Kutipan Berita:
- - - -

Radartuban.jawapos.com – Kepolisian Resor (Polres) Serang, Polda Banten mengamankan oknum guru ngaji diduga mencabuli santriwati di salah satu Pondok Pesantren (Ponpes) di Kecamatan Bandung, Kabupaten Serang.
“Oknum guru ngaji itu berinisial AS(47), “kata Kapolres Serang AKBP Yudha Satria dalam keterangannya di Serang, Rabu.
Saat ini, pelaku pencabulan terhadap santriwati yang berusia 17 tahun itu tengah menjalani pemeriksaan oleh Unit Perlindungan Perempuan dan Anak (PPA) Satreskrim Polres Serang.
Mereka petugas mengamankan oknum guru ngaji setelah menerima laporan dari korban pada akhir tahun 2022 lalu.
“Tersangka diamankan di rumahnya pada Senin (27/2) malam di Desa Blokang, Kecamatan Bandung,” kata Yudha.
Kapolres mengatakan dalam keterangan yang diperoleh dari saksi maupun korban, kasus pencabulan itu terjadi pada 17 September 2022 dan korban merupakan santriwati, dan pelaku adalah oknum guru ngajinya.
“Kejadiaannya saat magrib sekitar pukul 18.15 WIB dan dilakukan di lingkungan pesantren,”katanya menjelaskan.
Menurut dia, kasus dugaan pencabulan itu terungkap oleh keluarga, saat keluarga menjenguk korban di pesantren.
Korban mengalami perubahan sikap perilaku dan menjadi tempramental.
“Awalnya ketika orang tua dan kakak korban menjenguk di pondok pesantren, melihat tingkah laku korban yang aneh dari biasanya dan perkataan korban kasar kepada orang tuanya,” ujarnya.

- - - -

Entri Data:
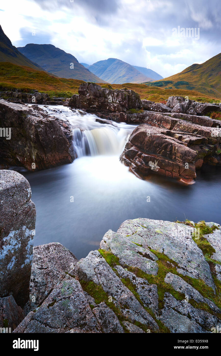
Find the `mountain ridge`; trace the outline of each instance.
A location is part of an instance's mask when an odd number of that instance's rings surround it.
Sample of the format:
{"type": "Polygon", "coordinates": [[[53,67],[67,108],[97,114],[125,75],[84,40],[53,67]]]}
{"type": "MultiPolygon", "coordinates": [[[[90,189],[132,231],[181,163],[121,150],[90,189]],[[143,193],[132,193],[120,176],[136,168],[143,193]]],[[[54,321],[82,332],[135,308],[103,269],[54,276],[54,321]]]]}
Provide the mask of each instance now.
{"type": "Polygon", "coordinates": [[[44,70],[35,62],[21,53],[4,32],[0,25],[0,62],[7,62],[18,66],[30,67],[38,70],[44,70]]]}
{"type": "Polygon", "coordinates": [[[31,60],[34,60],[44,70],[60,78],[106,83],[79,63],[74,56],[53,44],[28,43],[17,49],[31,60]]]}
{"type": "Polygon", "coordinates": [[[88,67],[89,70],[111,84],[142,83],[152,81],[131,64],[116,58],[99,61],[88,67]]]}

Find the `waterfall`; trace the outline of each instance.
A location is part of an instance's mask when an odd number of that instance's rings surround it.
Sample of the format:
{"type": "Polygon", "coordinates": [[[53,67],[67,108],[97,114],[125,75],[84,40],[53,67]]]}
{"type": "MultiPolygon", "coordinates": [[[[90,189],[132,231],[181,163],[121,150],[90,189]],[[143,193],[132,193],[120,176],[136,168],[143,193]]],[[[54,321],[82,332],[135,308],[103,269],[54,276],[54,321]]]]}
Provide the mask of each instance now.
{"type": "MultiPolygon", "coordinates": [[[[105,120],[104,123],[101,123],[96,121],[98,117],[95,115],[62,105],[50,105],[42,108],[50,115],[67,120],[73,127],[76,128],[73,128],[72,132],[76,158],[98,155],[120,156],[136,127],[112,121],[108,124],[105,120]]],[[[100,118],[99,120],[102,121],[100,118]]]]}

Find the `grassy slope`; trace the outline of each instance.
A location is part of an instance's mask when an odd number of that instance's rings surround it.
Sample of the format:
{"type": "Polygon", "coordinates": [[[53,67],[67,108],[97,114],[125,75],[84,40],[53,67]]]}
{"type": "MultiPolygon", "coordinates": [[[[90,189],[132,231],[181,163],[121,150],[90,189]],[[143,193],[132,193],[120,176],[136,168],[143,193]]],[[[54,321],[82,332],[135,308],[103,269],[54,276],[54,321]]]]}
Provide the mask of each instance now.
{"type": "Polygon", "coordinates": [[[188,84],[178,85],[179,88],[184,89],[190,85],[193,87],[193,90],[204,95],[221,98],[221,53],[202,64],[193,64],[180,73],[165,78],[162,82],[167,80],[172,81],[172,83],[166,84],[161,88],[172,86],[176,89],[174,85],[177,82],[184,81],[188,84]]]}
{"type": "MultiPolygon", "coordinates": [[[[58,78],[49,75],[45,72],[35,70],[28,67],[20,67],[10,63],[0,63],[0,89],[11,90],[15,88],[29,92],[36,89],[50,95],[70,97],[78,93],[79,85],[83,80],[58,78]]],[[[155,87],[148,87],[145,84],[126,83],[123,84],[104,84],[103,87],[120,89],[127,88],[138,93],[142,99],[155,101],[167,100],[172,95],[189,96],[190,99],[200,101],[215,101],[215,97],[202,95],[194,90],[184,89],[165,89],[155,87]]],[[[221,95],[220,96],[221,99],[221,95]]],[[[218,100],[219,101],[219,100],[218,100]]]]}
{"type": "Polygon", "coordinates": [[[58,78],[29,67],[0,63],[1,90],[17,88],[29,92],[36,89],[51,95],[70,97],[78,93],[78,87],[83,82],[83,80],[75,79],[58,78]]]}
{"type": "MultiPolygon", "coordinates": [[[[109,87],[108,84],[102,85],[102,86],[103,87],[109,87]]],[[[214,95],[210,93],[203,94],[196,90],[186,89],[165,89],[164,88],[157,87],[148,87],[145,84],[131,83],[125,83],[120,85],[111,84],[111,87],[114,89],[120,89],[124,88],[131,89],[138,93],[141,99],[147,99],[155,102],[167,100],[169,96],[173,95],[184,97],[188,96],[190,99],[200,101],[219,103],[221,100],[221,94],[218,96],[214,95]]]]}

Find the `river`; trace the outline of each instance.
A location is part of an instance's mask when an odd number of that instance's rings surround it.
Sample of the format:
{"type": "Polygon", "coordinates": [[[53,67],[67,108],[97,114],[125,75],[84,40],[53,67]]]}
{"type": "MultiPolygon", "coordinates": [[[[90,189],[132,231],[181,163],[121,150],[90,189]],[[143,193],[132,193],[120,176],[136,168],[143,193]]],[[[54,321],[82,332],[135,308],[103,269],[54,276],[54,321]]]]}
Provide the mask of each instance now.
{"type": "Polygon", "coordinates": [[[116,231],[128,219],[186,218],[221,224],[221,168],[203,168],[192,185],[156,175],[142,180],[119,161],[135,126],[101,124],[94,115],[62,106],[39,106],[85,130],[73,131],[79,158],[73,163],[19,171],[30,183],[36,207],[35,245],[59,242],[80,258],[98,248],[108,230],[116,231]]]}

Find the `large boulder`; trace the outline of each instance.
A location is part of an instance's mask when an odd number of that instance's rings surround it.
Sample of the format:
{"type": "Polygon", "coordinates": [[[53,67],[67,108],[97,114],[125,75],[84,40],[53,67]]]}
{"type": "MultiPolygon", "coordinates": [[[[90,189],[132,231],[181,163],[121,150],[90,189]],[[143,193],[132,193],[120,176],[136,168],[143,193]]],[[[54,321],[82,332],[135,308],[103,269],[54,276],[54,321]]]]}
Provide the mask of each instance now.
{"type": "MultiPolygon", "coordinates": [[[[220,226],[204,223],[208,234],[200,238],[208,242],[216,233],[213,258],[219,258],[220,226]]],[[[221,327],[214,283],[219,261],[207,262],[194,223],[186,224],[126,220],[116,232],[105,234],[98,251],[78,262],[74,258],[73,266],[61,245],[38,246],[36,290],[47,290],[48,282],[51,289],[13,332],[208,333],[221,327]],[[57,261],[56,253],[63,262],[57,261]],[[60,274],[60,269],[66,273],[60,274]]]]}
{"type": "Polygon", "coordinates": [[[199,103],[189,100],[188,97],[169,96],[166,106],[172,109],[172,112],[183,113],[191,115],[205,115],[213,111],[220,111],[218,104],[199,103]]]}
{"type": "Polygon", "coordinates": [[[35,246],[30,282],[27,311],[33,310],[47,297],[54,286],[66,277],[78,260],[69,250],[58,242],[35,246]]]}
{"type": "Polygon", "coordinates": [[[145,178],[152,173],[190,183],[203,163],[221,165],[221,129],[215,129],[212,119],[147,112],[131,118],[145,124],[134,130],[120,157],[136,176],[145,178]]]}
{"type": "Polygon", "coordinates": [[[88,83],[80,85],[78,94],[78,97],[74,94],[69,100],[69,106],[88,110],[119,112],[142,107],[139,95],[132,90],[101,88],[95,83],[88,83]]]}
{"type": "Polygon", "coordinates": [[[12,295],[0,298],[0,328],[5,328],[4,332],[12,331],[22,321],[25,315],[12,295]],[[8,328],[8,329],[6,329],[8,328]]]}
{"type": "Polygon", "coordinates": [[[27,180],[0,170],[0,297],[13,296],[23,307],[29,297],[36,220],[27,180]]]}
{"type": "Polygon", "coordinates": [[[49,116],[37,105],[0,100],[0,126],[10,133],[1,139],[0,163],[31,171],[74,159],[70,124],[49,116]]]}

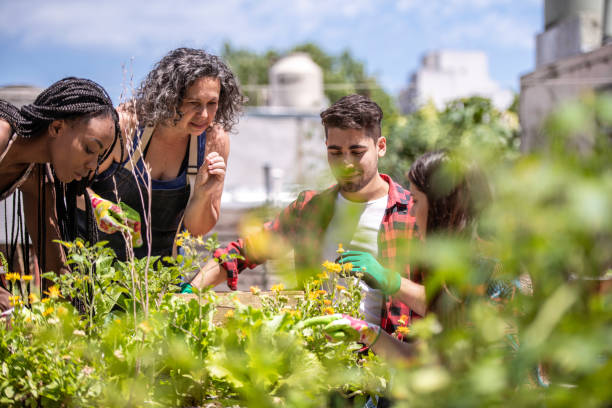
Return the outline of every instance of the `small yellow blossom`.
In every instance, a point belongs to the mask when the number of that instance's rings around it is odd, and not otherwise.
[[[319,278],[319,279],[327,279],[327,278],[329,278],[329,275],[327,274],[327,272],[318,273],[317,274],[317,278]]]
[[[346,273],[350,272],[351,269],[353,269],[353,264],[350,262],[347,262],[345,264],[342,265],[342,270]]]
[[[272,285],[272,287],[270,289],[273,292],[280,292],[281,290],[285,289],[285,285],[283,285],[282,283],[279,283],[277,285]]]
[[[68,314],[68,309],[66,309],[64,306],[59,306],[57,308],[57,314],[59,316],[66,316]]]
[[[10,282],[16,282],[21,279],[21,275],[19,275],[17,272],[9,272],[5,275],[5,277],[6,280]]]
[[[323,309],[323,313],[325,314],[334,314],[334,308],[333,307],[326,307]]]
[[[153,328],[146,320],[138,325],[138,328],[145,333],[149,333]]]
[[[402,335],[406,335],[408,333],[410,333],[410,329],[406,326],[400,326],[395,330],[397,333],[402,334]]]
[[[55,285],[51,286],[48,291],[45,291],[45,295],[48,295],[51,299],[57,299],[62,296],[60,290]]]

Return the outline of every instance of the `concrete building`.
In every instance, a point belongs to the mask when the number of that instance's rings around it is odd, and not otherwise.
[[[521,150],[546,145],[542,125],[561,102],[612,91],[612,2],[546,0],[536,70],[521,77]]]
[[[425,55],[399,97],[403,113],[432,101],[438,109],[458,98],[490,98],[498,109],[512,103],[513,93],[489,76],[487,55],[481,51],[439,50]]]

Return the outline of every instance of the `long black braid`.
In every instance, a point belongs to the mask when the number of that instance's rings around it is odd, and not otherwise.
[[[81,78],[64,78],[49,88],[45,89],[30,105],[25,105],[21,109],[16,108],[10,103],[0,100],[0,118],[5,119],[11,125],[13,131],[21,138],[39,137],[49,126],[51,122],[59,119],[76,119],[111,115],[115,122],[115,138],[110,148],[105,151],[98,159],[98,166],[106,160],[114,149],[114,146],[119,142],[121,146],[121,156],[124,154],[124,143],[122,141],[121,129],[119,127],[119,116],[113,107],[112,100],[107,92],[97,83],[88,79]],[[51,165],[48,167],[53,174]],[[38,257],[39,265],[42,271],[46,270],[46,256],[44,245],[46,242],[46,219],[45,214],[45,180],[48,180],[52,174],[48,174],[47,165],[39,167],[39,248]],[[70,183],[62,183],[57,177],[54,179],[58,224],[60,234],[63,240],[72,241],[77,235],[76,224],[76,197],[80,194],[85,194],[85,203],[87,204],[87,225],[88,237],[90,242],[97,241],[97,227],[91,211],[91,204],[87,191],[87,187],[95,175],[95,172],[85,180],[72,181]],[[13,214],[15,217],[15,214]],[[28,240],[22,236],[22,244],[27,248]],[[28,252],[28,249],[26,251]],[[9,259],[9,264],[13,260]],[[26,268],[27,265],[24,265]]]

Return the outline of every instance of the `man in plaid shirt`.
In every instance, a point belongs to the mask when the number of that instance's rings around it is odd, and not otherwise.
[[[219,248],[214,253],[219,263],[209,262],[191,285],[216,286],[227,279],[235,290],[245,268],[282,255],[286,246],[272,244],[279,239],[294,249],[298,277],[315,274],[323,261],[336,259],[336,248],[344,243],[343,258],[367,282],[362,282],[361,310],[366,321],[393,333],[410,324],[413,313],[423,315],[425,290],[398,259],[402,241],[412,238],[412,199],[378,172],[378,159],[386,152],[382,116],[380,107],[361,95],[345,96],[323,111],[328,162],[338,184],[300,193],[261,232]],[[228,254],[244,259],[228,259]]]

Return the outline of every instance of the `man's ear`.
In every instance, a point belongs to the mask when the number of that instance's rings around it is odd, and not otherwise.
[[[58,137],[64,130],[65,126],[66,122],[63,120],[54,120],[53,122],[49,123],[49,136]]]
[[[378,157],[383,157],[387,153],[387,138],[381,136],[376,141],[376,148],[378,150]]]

- - - -

Tugas Tertulis:
a: Salin persis bagian kutipan berita tentang penangkapan guru ngaji, mulai dari "Menurut dia, kasus" sampai dengan "dan menjadi tempramental.".
b: Saring catatan dan tuliskan kembali setiap baris yang memuat kata "Find".
Kutipan berita dan catatan di atas tidak saling berhubungan.

Jawaban Latihan:
a:
Menurut dia, kasus dugaan pencabulan itu terungkap oleh keluarga, saat keluarga menjenguk korban di pesantren.
Korban mengalami perubahan sikap perilaku dan menjadi tempramental.

b:
Find the `mountain ridge`; trace the outline of each instance.
Find the `waterfall`; trace the outline of each instance.
Find the `grassy slope`; trace the outline of each instance.
Find the `river`; trace the outline of each instance.
Find the `large boulder`; trace the outline of each instance.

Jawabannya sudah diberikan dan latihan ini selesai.